-- START Source extract --

FPSLREB Decisions

Decision Information

Summary:

The complainant alleged that the Public Service Alliance of Canada (his bargaining agent) its president and the Treasury Board did not bargain in good faith when the bargaining agent accepted the employer’s proposal to terminate severance benefits - the employer raised a preliminary objection, arguing that the Board did not have jurisdiction to hear the complaint - the complaint was based on alleged violations of paragraphs 190(1)(b) and (d) of the PSLRA, which relate exclusively to obligations between the employer and the bargaining agent and do not provide the complainant with a personal right of recourse - the bargaining agent argued that it had fully complied with its obligations - the Board held that the collective bargaining process occurs between two parties, the employer and the bargaining agent - the bargaining agent has the exclusive right to speak on behalf of all employees in the bargaining unit - the Board was without jurisdiction to hear the complaint. Complaint dismissed.

Decision Content



Public Service 
Labour Relations Act

Coat of Arms - Armoiries
  • Date:  2011-06-23
  • File:  561-02-491
  • Citation:  2011 PSLRB 83

Before the Public Service
Labour Relations Board


BETWEEN

IMAD JOSEPH NAJEM

Complainant

and

JOHN GORDON

and

PUBLIC SERVICE ALLIANCE OF CANADA

AND

TREASURY BOARD
(Correctional Service of Canada)

Respondents

Indexed as
Najem v. Public Service Alliance of Canada and Treasury Board (Correctional Service of Canada)

In the matter of a complaint made under section 190 of the Public Service Labour Relations Act

REASONS FOR DECISION

Before:
Michele A. Pineau, Vice-Chairperson

For the Complainant:
Himself

For the Respondents:
Andrew Raven, Public Service Alliance of Canada and Maureen Harris, Treasury Board

Decided on the basis of written submissions
filed November 3 and December 31, 2010 and January 20 and February 9, 2011.

Complaint before the Board

1 The complainant, Imad Joseph Najem, is a parole officer with the Correctional Service of Canada. On November 3, 2010, he filed a complaint under paragraphs 190(1)(b), (d) and (g) of the Public Service Labour Relations Act (PSLRA), alleging that the Public Service Alliance of Canada (“PSAC or “the bargaining agent”), its president, John Gordon, and the Treasury Board (“the employer”) did not bargain in good faith during the last round of bargaining. The complainant specifically alleges that, during collective bargaining, the bargaining agent accepted, under duress, the employer’s proposal to terminate severance benefits. The complainant takes issue with the fact that the bargaining agent failed to consider the particular interests of the Welfare Programs Group (WP) with respect to classification, the organization of the various tables for collective bargaining, the bargaining itself and the ratification process.

-- END Source extract --

Directions
A) From the paragraph numbered 1 of the decision, list the matters the complainant says the bargaining agent failed to consider regarding the particular interests of the Welfare Programs Group.
B) Reproduce the decision word for word, between "REASONS FOR DECISION" and "February 9, 2011.", inclusive.

-- START Extracted data --

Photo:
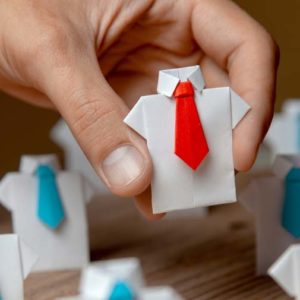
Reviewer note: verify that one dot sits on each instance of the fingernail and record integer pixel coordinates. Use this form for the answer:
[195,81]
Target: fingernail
[123,166]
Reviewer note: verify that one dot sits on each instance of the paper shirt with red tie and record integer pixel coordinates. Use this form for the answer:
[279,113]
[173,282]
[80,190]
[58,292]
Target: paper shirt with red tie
[175,184]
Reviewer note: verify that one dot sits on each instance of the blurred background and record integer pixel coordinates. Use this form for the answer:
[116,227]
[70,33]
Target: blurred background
[25,129]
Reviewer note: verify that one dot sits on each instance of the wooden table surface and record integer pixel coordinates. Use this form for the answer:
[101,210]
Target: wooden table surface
[202,258]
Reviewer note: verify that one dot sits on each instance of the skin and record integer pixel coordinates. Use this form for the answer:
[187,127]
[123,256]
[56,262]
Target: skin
[91,60]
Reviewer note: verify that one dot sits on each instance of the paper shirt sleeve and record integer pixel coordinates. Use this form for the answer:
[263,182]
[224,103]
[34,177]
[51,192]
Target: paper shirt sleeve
[5,191]
[239,108]
[135,118]
[28,257]
[89,189]
[248,197]
[282,271]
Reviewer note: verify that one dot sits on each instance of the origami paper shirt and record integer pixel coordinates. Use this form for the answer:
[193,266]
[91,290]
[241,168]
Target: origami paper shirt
[18,193]
[76,160]
[284,133]
[175,185]
[264,197]
[16,261]
[285,271]
[101,280]
[149,293]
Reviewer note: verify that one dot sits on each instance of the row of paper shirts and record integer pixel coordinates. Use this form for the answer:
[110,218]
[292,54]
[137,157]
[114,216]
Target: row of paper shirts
[119,279]
[277,252]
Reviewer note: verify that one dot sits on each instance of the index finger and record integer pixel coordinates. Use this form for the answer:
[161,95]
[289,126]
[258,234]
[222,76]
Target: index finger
[241,46]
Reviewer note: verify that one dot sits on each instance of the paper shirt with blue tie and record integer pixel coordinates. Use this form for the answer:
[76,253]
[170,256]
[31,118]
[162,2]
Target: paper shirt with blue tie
[175,185]
[284,133]
[274,200]
[16,261]
[48,209]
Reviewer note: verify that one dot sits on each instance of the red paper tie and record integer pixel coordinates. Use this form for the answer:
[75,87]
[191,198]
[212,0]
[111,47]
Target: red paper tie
[190,141]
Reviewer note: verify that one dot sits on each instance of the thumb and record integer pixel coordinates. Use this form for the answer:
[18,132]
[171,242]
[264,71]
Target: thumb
[95,113]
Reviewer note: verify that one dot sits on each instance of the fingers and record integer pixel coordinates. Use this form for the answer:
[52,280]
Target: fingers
[95,115]
[238,44]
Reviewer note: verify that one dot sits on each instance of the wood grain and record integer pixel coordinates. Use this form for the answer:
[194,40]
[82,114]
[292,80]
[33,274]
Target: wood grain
[202,258]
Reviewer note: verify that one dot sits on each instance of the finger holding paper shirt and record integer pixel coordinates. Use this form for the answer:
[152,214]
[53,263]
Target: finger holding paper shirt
[58,66]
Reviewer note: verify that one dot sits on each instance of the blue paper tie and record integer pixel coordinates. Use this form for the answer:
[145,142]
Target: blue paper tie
[291,206]
[49,204]
[122,291]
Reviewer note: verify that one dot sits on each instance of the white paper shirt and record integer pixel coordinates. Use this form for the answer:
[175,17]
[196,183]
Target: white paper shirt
[175,185]
[16,261]
[286,271]
[98,279]
[66,247]
[264,198]
[284,133]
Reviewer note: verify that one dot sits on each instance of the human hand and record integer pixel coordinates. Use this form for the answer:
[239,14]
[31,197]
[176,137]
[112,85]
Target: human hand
[91,60]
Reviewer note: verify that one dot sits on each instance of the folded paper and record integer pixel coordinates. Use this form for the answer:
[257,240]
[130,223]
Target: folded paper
[119,279]
[284,133]
[76,160]
[266,197]
[50,207]
[105,280]
[147,293]
[174,184]
[16,261]
[20,194]
[285,271]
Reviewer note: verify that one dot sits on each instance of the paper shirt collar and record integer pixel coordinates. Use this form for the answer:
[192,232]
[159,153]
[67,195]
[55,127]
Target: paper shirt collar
[168,79]
[284,163]
[29,163]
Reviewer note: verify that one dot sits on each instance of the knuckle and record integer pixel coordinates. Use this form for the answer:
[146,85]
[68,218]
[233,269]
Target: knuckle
[49,46]
[97,127]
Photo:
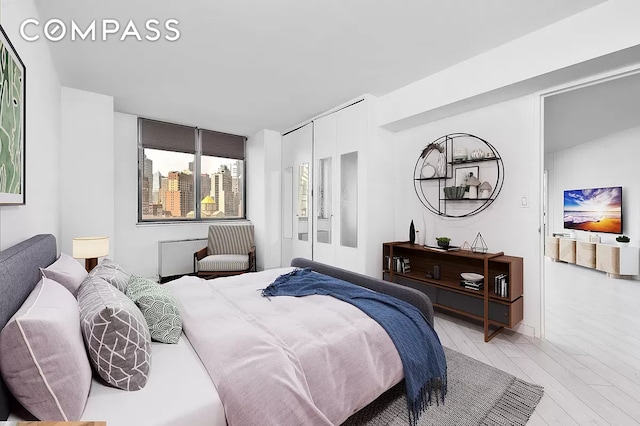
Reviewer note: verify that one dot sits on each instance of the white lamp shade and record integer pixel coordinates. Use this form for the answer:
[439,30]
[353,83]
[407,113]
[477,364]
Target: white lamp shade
[90,247]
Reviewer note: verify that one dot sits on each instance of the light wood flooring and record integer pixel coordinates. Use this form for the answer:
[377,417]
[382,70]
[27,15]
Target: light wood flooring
[589,361]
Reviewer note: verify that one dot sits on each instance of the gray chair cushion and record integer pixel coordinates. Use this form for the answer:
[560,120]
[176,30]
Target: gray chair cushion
[224,262]
[230,238]
[115,334]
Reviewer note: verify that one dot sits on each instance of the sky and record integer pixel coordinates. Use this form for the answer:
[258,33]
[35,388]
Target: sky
[166,162]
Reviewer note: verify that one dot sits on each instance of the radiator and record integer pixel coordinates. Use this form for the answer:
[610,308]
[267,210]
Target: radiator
[176,257]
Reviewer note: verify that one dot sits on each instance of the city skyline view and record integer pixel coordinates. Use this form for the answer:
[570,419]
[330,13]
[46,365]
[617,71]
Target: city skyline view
[168,186]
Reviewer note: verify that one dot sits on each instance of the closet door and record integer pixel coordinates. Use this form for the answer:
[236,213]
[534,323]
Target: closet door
[326,194]
[338,177]
[297,223]
[351,131]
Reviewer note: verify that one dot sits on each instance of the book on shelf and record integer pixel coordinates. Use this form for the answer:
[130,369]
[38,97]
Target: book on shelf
[501,285]
[397,264]
[472,285]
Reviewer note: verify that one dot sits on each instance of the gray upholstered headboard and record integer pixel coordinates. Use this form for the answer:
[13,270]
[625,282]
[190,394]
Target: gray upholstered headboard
[408,294]
[19,273]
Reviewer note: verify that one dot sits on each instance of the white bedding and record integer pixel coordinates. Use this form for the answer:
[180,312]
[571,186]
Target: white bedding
[179,392]
[362,360]
[285,360]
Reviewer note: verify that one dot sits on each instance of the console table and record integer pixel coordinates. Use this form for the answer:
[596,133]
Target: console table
[614,260]
[448,293]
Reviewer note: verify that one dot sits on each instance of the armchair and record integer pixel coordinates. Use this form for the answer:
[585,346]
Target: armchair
[230,251]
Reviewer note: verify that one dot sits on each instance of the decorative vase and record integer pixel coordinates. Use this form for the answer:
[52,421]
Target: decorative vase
[443,244]
[412,233]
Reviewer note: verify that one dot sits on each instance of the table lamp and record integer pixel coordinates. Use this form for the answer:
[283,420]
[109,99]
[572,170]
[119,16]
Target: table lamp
[90,249]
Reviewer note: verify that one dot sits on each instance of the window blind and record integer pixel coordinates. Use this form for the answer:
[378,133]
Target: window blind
[167,136]
[225,145]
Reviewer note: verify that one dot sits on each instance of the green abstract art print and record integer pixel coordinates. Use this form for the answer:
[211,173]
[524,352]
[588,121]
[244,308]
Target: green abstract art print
[12,115]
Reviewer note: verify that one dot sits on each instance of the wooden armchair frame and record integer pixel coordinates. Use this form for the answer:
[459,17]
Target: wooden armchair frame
[202,253]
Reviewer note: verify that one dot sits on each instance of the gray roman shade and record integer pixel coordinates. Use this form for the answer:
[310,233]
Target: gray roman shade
[167,136]
[225,145]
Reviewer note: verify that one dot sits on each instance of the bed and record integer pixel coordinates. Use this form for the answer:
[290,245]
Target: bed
[179,388]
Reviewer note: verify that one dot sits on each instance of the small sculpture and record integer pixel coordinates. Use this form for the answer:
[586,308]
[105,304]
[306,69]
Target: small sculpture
[478,245]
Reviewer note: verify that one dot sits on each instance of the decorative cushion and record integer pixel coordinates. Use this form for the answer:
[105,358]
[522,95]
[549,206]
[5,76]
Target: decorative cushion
[224,262]
[230,239]
[112,273]
[66,271]
[42,356]
[115,334]
[159,308]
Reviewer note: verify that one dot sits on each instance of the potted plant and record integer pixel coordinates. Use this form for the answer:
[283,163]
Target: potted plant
[443,242]
[623,240]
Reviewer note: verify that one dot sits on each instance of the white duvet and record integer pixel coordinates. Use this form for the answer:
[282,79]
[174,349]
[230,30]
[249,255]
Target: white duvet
[284,360]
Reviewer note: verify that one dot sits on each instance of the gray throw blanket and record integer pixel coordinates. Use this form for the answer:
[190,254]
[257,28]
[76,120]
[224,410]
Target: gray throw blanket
[423,359]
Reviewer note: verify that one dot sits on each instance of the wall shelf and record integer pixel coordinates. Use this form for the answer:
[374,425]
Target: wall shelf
[439,156]
[614,260]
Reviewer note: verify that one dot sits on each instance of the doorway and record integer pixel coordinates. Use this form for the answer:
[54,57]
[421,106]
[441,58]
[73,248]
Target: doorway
[590,133]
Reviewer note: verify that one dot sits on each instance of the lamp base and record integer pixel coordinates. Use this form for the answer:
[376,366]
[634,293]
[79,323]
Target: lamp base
[91,263]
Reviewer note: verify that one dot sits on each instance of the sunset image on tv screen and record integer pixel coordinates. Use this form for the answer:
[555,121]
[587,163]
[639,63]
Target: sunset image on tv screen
[595,209]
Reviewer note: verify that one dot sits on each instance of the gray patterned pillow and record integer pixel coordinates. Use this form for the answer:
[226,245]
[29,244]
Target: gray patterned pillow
[159,308]
[115,334]
[112,273]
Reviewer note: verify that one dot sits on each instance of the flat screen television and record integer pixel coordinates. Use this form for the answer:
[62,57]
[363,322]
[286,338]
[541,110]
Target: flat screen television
[594,209]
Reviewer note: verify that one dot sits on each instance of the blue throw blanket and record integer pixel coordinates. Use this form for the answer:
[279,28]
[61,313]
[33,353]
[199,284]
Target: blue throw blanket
[423,360]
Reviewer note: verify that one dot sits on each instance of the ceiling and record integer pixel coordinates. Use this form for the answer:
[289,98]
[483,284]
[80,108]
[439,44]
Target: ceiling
[240,66]
[592,112]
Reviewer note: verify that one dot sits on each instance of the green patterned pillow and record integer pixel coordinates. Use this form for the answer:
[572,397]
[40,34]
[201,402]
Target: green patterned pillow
[159,308]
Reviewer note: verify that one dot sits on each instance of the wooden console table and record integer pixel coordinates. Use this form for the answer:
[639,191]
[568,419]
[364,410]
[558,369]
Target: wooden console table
[447,292]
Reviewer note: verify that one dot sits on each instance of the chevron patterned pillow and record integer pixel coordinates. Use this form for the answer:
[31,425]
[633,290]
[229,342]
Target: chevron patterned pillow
[159,308]
[115,334]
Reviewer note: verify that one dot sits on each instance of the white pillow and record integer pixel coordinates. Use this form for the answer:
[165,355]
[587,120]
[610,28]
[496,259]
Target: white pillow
[42,354]
[67,271]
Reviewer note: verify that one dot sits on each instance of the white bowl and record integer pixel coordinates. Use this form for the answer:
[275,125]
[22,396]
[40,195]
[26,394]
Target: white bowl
[472,276]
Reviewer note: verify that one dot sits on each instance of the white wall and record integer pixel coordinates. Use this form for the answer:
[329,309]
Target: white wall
[138,244]
[86,168]
[263,159]
[505,226]
[41,212]
[608,161]
[527,64]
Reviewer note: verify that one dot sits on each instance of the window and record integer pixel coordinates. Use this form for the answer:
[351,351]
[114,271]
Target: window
[185,173]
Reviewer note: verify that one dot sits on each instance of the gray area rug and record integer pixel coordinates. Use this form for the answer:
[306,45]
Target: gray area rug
[478,394]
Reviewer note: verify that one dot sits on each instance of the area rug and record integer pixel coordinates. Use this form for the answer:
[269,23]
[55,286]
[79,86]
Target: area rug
[478,394]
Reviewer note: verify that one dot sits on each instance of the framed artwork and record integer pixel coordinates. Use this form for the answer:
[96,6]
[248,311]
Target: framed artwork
[12,124]
[464,173]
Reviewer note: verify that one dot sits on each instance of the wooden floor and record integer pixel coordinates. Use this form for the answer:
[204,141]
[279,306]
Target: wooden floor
[589,362]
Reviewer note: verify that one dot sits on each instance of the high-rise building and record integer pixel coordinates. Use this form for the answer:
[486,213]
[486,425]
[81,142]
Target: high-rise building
[205,182]
[155,188]
[162,196]
[187,194]
[147,177]
[172,195]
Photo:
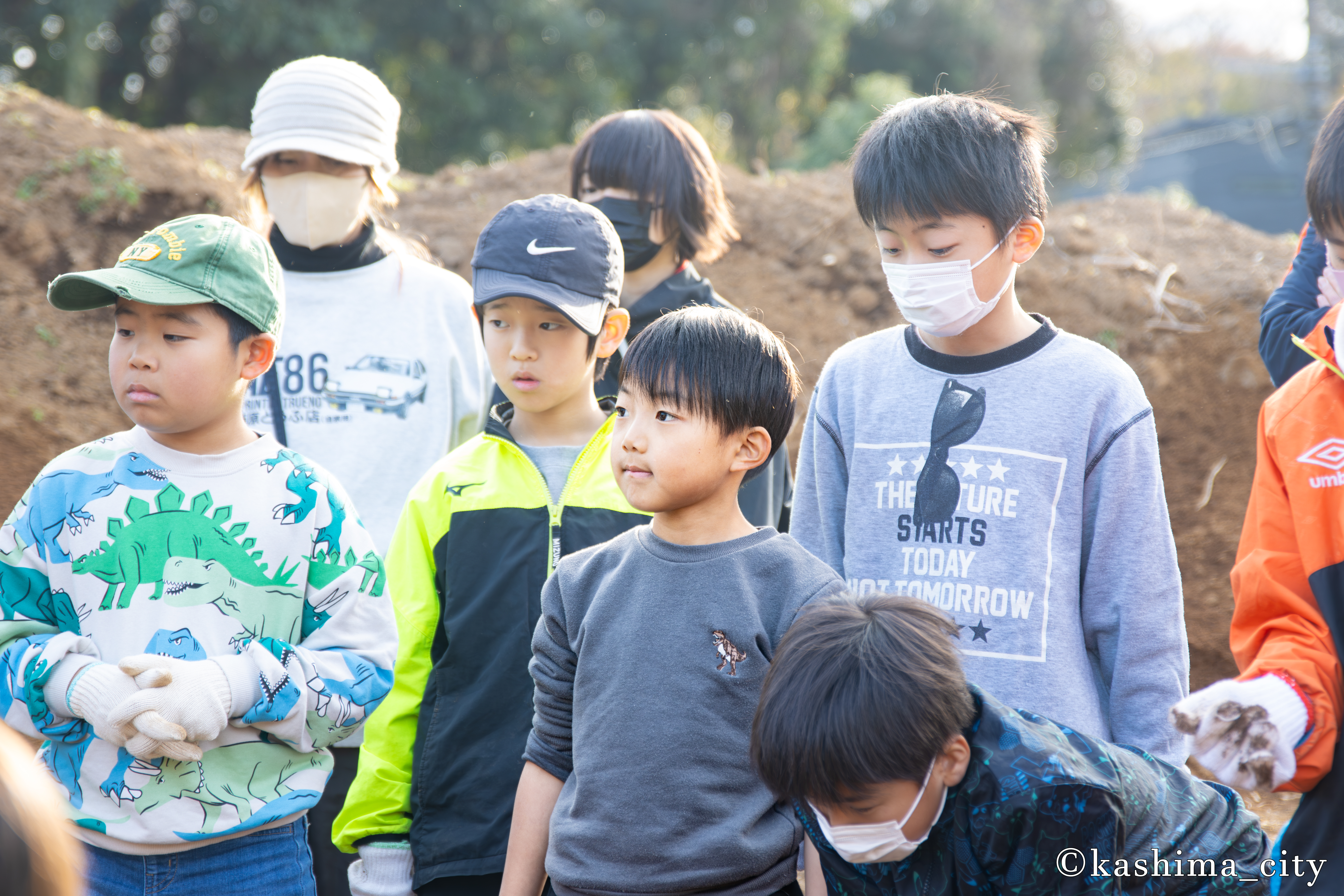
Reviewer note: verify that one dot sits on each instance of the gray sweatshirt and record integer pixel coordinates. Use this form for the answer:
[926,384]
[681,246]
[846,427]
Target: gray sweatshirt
[1021,492]
[648,662]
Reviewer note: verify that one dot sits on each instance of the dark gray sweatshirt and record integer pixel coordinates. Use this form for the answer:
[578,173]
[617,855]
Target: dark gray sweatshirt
[648,663]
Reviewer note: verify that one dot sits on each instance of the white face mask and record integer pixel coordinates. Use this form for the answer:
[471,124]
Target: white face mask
[940,297]
[315,210]
[881,843]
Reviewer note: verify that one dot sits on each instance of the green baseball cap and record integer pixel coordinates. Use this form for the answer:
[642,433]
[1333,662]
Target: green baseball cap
[193,260]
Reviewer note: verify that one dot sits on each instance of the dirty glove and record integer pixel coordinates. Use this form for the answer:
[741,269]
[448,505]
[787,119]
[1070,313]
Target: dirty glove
[382,870]
[1244,731]
[182,700]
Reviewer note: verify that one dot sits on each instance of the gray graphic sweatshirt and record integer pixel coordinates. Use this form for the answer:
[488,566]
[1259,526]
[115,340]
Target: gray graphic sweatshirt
[1021,492]
[648,662]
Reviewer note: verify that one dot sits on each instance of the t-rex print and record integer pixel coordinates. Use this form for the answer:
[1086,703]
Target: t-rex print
[728,652]
[302,481]
[58,499]
[142,549]
[342,704]
[29,593]
[179,644]
[272,612]
[237,776]
[326,569]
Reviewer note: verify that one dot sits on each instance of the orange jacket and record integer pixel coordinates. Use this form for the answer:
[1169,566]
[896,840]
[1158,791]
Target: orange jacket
[1288,585]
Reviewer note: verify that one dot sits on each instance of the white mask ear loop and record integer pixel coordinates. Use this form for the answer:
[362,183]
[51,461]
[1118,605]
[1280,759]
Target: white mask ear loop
[1005,288]
[919,797]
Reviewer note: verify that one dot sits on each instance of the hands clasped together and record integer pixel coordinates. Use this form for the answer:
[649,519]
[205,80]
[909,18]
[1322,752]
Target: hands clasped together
[154,706]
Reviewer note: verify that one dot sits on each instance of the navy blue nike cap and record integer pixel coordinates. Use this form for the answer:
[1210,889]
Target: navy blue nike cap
[554,250]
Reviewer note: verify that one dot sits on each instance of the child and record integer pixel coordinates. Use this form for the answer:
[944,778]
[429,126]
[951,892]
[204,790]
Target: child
[229,575]
[1276,727]
[382,401]
[651,648]
[910,781]
[652,174]
[1315,283]
[982,459]
[479,537]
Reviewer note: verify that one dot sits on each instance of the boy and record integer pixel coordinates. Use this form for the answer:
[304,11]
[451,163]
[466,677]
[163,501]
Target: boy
[480,534]
[630,165]
[982,459]
[1276,727]
[910,781]
[230,577]
[651,648]
[1315,281]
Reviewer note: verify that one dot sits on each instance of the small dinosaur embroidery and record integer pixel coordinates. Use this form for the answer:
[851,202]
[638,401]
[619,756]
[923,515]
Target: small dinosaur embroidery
[728,653]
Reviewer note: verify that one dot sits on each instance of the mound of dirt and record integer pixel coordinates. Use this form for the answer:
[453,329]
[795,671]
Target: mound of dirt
[806,265]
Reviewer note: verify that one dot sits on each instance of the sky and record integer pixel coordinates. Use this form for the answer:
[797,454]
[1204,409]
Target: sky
[1276,27]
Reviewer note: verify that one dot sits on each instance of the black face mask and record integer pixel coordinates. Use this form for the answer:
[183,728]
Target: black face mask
[632,228]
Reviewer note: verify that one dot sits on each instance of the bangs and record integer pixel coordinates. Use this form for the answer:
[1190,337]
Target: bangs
[720,366]
[951,155]
[664,162]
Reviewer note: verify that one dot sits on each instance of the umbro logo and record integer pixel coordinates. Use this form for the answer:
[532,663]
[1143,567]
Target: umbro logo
[533,249]
[1328,455]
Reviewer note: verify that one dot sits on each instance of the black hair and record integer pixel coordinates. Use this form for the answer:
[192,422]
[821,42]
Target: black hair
[1326,175]
[862,691]
[718,365]
[662,158]
[951,155]
[240,330]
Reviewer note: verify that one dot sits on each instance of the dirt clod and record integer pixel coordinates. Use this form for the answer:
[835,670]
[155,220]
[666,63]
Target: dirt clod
[806,265]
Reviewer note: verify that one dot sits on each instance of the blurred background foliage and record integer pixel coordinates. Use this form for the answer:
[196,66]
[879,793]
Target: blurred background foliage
[772,84]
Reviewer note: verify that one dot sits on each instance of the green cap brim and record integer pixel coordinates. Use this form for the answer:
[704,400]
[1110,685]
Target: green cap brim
[97,288]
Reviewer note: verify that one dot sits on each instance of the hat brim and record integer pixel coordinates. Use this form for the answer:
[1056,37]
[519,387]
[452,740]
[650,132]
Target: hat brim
[300,142]
[89,289]
[587,312]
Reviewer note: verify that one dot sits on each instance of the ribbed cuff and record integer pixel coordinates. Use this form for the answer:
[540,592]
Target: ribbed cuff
[244,679]
[57,691]
[1285,708]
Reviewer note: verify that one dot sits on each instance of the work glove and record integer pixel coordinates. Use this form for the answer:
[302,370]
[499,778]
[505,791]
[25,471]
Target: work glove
[181,704]
[382,870]
[91,690]
[1244,731]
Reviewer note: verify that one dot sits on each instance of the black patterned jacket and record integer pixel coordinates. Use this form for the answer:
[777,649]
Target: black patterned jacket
[1045,809]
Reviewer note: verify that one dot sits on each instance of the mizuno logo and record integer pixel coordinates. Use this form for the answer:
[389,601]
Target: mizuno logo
[533,249]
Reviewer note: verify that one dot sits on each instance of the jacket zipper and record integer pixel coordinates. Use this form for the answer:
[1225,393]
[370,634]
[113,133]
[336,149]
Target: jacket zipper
[554,511]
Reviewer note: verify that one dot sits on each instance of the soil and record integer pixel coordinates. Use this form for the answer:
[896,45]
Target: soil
[806,266]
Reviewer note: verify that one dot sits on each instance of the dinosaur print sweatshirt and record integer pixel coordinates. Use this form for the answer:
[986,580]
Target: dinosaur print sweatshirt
[253,558]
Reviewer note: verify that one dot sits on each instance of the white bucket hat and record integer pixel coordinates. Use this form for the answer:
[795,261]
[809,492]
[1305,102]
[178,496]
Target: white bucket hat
[331,107]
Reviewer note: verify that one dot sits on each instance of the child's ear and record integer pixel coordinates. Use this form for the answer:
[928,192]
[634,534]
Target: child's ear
[753,451]
[615,328]
[1027,238]
[259,355]
[955,761]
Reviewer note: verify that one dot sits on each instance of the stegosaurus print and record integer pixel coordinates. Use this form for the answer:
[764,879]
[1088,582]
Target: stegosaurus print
[140,550]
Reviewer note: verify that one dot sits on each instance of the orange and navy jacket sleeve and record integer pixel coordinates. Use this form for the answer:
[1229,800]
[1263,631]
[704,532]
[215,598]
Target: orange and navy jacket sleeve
[1288,584]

-- END Extracted data --

Answer list
A)
- Classification
- The organization of the various tables for collective bargaining
- The bargaining itself
- The ratification process

B)
REASONS FOR DECISION

Before:
Michele A. Pineau, Vice-Chairperson

For the Complainant:
Himself

For the Respondents:
Andrew Raven, Public Service Alliance of Canada and Maureen Harris, Treasury Board

Decided on the basis of written submissions
filed November 3 and December 31, 2010 and January 20 and February 9, 2011.